=== Goal ===
Images are excluded; otherwise, output every record exactly.

[Position annotation records]
----------

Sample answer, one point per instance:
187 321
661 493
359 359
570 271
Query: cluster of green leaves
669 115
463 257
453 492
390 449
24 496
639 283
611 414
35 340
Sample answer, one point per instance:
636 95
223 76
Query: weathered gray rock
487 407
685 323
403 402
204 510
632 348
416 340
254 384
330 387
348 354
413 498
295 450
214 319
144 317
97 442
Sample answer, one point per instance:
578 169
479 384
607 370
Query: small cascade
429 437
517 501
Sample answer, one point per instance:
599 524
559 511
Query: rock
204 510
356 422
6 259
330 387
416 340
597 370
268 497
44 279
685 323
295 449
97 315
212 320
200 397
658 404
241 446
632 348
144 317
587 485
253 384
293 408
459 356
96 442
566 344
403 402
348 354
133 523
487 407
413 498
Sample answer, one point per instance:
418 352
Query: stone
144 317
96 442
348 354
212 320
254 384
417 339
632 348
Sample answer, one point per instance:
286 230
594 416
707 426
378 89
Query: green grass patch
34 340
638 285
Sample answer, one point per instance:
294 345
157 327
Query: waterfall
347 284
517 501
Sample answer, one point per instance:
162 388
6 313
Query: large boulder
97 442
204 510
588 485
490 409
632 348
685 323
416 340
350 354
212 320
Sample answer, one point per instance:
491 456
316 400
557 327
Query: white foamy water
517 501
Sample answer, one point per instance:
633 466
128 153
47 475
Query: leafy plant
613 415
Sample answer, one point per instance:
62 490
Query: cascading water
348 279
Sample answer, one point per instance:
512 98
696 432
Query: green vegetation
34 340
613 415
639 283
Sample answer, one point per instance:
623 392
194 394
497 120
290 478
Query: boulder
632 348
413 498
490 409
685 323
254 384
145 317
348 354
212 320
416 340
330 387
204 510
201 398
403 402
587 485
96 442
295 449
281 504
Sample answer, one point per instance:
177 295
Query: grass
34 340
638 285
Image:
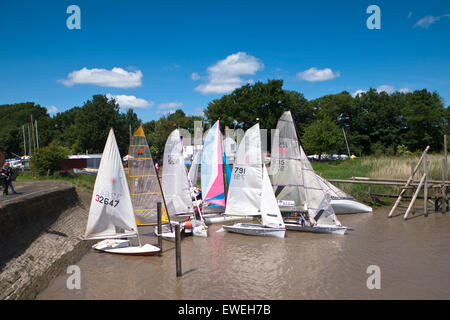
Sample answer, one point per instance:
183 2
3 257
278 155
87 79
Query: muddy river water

----------

=== Solved problem ===
Sample answer, one point per instance:
187 321
661 493
359 359
570 271
Query: cluster of green leaves
669 115
463 257
453 492
390 449
24 496
639 283
611 414
35 340
Sample answer, one point per instance:
636 95
223 76
Query: weathered gray rock
487 407
685 323
403 402
204 510
632 348
416 340
254 384
330 387
348 354
413 498
295 450
214 319
144 317
97 442
Sample answer, one point per instance:
578 169
479 384
607 370
Query: small cascade
429 437
517 501
Sample answer, one point per instance:
599 524
559 511
Query: rock
204 510
356 422
6 259
330 387
416 340
597 370
268 497
44 279
685 323
295 449
97 315
212 320
200 397
658 404
241 446
632 348
144 317
587 485
253 384
293 408
459 356
96 442
566 344
403 402
348 354
133 523
487 407
413 498
Sample answer, one point per instance:
418 352
Query: stone
144 317
96 442
348 354
212 320
254 384
417 339
632 348
Sample answer, one point per instance:
286 230
594 416
707 426
378 89
Query: green grass patch
34 340
638 285
Sample answer, one point per instance:
294 345
157 327
Query: waterfall
347 284
517 501
Sample answer, one point per instance:
162 388
6 313
Query: large boulder
97 442
204 510
588 485
490 409
632 348
685 323
416 340
350 354
212 320
Sample answer, one point per instance:
491 456
316 400
557 327
Query: white foamy water
517 501
Sample answer, one point per instance:
633 466
128 153
47 475
Query: leafy plant
613 415
Sample answer, one point per instance:
62 490
Query: cascading water
348 279
Sample answer, one point per instance:
512 98
696 432
Query: green vegetation
34 340
613 415
639 283
Sample answer, one point per instance:
623 392
194 394
497 120
290 478
Query: boulder
632 348
413 498
490 409
685 323
254 384
145 317
348 354
212 320
416 340
330 387
204 510
201 398
403 402
587 485
96 442
295 449
281 504
Sample answer, one point per instance:
177 295
Query: grass
34 340
638 285
Image:
Sample answer, one point per instance:
183 2
3 257
278 155
87 79
Query: muddy river water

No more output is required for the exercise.